**What you have to do**
In the entries below, find the line containing "Return one point per instance of the blue-green". Copy it and all lines after it, exactly, through the end.

**Exercise materials**

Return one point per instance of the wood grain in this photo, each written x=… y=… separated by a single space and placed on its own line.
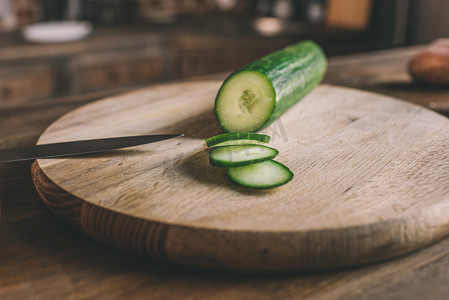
x=371 y=182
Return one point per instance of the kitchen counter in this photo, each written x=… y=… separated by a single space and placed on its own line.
x=43 y=258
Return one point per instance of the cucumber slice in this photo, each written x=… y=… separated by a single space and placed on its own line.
x=242 y=155
x=262 y=175
x=237 y=138
x=258 y=94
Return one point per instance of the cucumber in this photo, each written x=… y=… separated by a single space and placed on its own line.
x=256 y=95
x=242 y=155
x=237 y=138
x=262 y=175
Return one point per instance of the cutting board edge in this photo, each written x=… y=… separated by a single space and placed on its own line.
x=176 y=243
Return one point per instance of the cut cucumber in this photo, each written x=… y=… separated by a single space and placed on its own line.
x=242 y=155
x=258 y=94
x=262 y=175
x=237 y=138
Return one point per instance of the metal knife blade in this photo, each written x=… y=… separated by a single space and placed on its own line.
x=78 y=147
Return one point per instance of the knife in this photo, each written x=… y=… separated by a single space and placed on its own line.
x=78 y=147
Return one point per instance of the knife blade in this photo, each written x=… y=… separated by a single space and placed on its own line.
x=78 y=147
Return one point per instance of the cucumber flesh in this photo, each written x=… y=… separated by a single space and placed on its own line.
x=245 y=102
x=262 y=175
x=242 y=155
x=253 y=97
x=237 y=138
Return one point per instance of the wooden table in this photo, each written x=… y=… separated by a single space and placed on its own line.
x=43 y=258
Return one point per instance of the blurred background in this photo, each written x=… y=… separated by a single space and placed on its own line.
x=140 y=42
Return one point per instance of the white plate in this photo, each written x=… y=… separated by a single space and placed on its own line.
x=57 y=32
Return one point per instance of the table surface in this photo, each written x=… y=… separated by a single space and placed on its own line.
x=43 y=258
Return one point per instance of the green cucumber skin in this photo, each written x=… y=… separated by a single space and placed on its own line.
x=226 y=137
x=293 y=71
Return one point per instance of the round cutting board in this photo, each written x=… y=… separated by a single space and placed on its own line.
x=371 y=181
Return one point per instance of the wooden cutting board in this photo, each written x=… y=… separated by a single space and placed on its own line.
x=371 y=181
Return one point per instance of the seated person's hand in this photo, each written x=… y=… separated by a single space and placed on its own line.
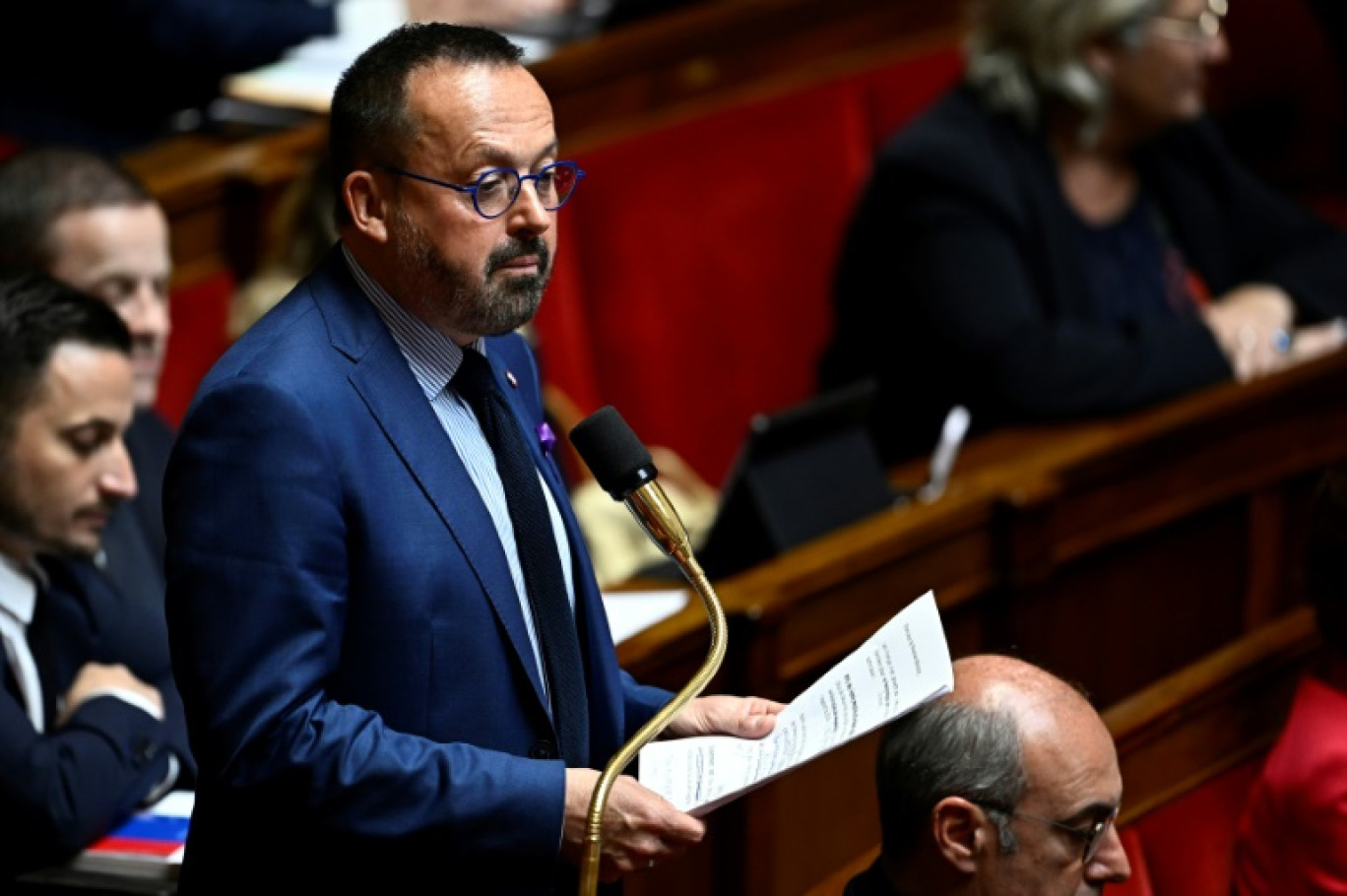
x=97 y=679
x=1317 y=340
x=1251 y=325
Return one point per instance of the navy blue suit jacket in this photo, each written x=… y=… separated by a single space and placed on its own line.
x=134 y=542
x=63 y=789
x=359 y=686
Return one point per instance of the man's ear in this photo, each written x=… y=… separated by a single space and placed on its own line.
x=959 y=834
x=366 y=205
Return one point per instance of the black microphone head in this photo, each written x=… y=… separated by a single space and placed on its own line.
x=618 y=461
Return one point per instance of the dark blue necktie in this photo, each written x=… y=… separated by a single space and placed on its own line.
x=537 y=544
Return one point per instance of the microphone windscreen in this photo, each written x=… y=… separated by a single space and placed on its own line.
x=617 y=458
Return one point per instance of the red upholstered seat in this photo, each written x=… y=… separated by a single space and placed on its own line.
x=692 y=284
x=1185 y=848
x=200 y=336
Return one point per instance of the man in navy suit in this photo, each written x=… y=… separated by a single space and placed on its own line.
x=351 y=625
x=91 y=725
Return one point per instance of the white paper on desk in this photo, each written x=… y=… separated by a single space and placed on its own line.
x=633 y=611
x=307 y=74
x=901 y=666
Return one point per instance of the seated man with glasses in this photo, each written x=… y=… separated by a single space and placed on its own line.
x=1007 y=785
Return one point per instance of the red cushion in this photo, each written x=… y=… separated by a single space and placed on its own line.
x=705 y=256
x=694 y=277
x=1188 y=842
x=1140 y=881
x=200 y=336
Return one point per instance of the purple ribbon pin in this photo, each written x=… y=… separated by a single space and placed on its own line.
x=545 y=438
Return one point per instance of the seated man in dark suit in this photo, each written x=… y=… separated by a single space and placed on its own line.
x=87 y=222
x=91 y=725
x=1007 y=785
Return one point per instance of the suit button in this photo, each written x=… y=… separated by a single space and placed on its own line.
x=145 y=752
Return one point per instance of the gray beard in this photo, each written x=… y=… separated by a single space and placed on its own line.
x=475 y=304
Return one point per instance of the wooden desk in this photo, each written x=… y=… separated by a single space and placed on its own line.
x=1115 y=552
x=220 y=192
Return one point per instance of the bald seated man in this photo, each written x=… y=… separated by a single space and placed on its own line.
x=1006 y=786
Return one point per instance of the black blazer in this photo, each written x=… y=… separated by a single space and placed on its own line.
x=66 y=787
x=134 y=542
x=959 y=282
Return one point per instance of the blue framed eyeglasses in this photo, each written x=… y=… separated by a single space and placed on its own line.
x=1200 y=30
x=496 y=190
x=1090 y=837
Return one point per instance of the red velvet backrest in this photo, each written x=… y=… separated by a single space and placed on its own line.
x=200 y=314
x=705 y=255
x=692 y=284
x=1186 y=847
x=1140 y=881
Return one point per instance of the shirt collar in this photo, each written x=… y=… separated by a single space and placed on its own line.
x=19 y=588
x=432 y=355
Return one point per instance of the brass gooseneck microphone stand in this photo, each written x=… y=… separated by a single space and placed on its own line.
x=656 y=515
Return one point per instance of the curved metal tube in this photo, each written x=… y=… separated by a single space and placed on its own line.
x=659 y=519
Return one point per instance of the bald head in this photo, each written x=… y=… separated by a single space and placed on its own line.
x=967 y=781
x=1039 y=702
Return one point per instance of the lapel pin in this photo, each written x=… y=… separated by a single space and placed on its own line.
x=545 y=438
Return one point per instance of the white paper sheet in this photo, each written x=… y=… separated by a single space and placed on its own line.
x=633 y=611
x=901 y=666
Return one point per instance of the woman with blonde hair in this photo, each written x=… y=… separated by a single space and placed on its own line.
x=1065 y=234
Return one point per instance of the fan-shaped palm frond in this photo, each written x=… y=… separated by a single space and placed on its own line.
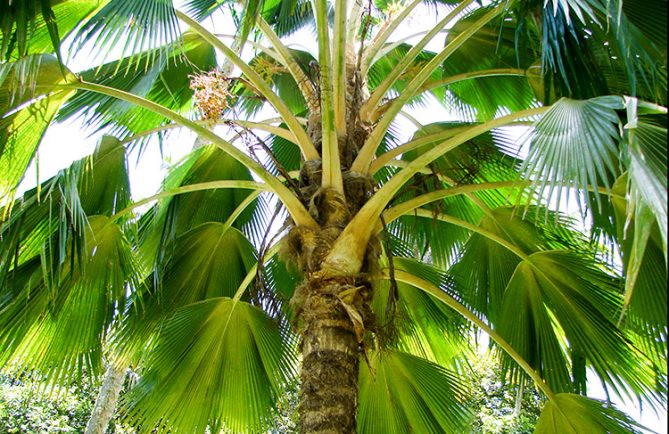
x=31 y=28
x=398 y=391
x=25 y=113
x=570 y=413
x=166 y=81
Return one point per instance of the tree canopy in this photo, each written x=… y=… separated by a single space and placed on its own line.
x=320 y=247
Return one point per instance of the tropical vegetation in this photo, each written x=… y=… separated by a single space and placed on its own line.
x=316 y=245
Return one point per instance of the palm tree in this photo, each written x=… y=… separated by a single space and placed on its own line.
x=317 y=242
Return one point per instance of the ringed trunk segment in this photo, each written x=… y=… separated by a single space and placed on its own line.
x=330 y=359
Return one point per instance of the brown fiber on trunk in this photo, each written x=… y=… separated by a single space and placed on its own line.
x=329 y=392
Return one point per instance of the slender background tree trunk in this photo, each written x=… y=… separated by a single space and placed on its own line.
x=105 y=403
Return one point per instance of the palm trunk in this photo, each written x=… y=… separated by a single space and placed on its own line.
x=329 y=392
x=331 y=307
x=105 y=403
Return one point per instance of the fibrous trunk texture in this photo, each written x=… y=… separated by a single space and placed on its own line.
x=105 y=403
x=331 y=308
x=329 y=393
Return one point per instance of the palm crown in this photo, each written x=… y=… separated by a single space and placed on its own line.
x=316 y=242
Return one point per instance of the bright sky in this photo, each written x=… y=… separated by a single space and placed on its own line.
x=68 y=142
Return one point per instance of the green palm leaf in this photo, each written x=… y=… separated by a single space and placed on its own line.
x=165 y=81
x=647 y=146
x=584 y=302
x=574 y=414
x=493 y=47
x=401 y=393
x=61 y=330
x=143 y=25
x=24 y=115
x=218 y=363
x=28 y=28
x=575 y=143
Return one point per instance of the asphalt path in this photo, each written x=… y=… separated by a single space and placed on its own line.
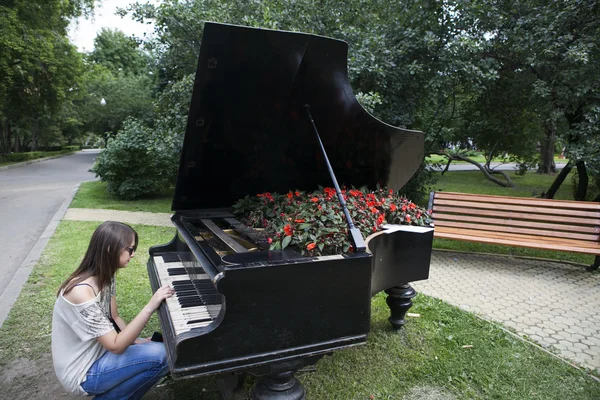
x=30 y=196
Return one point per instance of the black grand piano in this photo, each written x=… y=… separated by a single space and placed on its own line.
x=238 y=306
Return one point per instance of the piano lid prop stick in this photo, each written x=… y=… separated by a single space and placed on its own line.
x=357 y=239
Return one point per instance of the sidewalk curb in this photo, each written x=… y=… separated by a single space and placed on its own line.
x=24 y=163
x=12 y=291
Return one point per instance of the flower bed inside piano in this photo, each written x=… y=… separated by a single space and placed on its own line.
x=315 y=223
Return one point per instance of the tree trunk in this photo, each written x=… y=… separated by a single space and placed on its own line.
x=547 y=164
x=17 y=147
x=488 y=172
x=582 y=185
x=8 y=137
x=4 y=147
x=35 y=134
x=560 y=178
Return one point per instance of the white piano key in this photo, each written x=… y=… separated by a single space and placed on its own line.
x=181 y=316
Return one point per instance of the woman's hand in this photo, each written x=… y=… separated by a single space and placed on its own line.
x=162 y=293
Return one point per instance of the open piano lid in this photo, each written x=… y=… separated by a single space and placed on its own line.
x=248 y=132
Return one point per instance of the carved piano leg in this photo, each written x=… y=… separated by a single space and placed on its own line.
x=399 y=300
x=595 y=265
x=279 y=382
x=278 y=386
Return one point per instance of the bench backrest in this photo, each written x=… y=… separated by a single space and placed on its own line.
x=563 y=219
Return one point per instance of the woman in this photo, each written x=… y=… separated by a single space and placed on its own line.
x=94 y=351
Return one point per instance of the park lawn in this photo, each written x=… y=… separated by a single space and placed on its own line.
x=427 y=353
x=436 y=158
x=94 y=195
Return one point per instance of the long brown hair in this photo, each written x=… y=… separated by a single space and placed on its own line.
x=102 y=256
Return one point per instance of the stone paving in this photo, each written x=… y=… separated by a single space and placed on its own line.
x=554 y=304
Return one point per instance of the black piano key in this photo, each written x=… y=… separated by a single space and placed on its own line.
x=170 y=257
x=199 y=320
x=182 y=271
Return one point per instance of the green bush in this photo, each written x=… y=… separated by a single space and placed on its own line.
x=138 y=162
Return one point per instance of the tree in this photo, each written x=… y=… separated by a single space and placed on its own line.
x=119 y=53
x=125 y=96
x=38 y=68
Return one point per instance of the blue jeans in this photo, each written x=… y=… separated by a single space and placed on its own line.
x=129 y=375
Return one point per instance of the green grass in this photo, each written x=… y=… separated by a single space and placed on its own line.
x=528 y=185
x=427 y=352
x=94 y=195
x=480 y=159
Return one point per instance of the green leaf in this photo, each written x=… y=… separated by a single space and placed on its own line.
x=286 y=242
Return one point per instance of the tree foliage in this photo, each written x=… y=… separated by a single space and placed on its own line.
x=38 y=69
x=119 y=53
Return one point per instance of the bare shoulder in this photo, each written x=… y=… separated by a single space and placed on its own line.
x=80 y=294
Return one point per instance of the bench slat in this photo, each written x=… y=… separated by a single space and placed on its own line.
x=522 y=237
x=512 y=229
x=517 y=208
x=514 y=215
x=438 y=217
x=517 y=243
x=519 y=200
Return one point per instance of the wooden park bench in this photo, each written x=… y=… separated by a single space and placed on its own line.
x=559 y=225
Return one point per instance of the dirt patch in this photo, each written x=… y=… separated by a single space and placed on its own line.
x=428 y=393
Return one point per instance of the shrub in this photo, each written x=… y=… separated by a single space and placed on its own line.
x=315 y=221
x=138 y=162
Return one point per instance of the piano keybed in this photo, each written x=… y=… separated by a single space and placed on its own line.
x=196 y=303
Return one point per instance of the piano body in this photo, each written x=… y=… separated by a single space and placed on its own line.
x=239 y=306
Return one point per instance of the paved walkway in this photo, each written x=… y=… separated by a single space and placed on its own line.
x=554 y=304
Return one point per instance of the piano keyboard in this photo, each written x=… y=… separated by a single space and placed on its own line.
x=194 y=305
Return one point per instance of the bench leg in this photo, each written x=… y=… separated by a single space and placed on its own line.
x=596 y=264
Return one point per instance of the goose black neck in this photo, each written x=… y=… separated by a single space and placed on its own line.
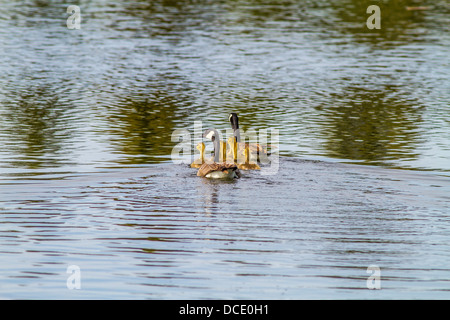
x=216 y=142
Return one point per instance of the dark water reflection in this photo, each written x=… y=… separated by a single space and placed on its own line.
x=75 y=104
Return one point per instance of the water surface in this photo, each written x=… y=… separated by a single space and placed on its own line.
x=87 y=179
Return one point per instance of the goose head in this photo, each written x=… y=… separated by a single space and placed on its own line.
x=234 y=120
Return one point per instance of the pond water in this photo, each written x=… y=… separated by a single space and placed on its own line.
x=87 y=177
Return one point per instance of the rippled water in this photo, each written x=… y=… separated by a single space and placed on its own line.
x=86 y=176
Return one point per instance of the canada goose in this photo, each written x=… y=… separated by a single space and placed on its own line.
x=216 y=169
x=197 y=163
x=245 y=165
x=253 y=147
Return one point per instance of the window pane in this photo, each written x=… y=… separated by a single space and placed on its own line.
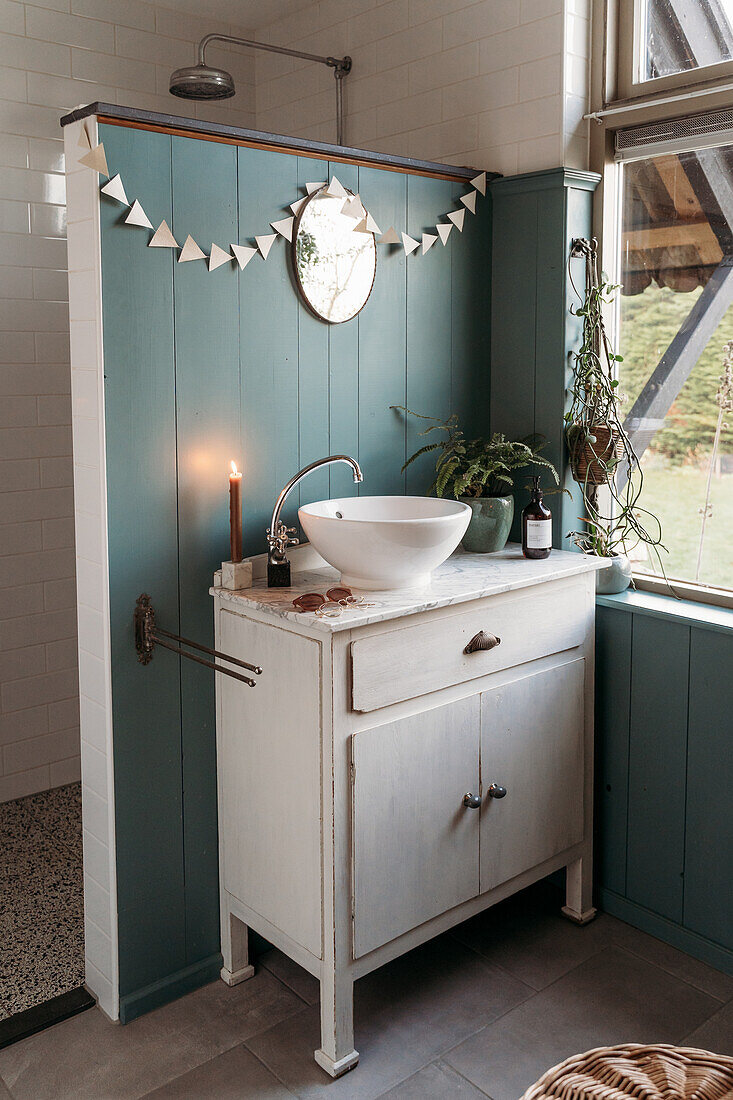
x=676 y=312
x=677 y=35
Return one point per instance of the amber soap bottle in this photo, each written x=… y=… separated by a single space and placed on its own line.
x=536 y=526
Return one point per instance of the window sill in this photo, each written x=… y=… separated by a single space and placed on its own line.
x=680 y=611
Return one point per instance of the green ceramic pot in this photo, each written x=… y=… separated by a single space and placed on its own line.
x=490 y=525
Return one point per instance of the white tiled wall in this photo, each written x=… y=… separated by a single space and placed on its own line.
x=496 y=84
x=55 y=54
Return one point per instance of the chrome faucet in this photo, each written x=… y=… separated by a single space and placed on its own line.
x=280 y=537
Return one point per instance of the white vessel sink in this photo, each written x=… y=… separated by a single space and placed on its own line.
x=382 y=542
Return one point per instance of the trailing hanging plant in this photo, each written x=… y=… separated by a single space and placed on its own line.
x=476 y=468
x=601 y=453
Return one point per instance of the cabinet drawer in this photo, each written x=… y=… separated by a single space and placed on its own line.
x=414 y=660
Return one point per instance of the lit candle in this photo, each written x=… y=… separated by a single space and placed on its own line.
x=236 y=513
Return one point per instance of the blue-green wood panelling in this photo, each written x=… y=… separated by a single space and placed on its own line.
x=613 y=661
x=204 y=367
x=709 y=843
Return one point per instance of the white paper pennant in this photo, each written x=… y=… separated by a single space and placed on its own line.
x=163 y=238
x=265 y=243
x=391 y=237
x=190 y=251
x=96 y=160
x=116 y=189
x=243 y=254
x=138 y=217
x=218 y=257
x=284 y=228
x=469 y=201
x=457 y=218
x=337 y=189
x=444 y=231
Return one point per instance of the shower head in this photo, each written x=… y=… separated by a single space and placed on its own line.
x=201 y=81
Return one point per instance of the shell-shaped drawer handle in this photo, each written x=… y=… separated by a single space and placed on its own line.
x=481 y=640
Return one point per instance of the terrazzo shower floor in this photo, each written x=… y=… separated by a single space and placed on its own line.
x=41 y=899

**Result for this task**
Return one point per instance of the blue-green wood panelling in this photo, each written x=… y=… separated by a single space and placed on its own line.
x=613 y=661
x=204 y=367
x=709 y=843
Return one point per instance of the white paper pennant in this photo, each written x=… y=… separated by a single space and placed on its own line.
x=163 y=238
x=265 y=243
x=391 y=237
x=190 y=251
x=96 y=160
x=116 y=189
x=243 y=254
x=138 y=217
x=218 y=257
x=284 y=228
x=469 y=201
x=457 y=218
x=337 y=189
x=444 y=231
Return one point per instance of the shower head in this photo, each written x=… y=… separated by a single space and placed on its own line.
x=201 y=81
Return one point per instance of the shell-shaped drawer handle in this photo, each written x=… y=… separated by a single space and placed on its own line.
x=481 y=640
Return one point per instance of the terrazzo shower floor in this photo, each written x=… y=… separated by a single space and placed on its own line.
x=41 y=899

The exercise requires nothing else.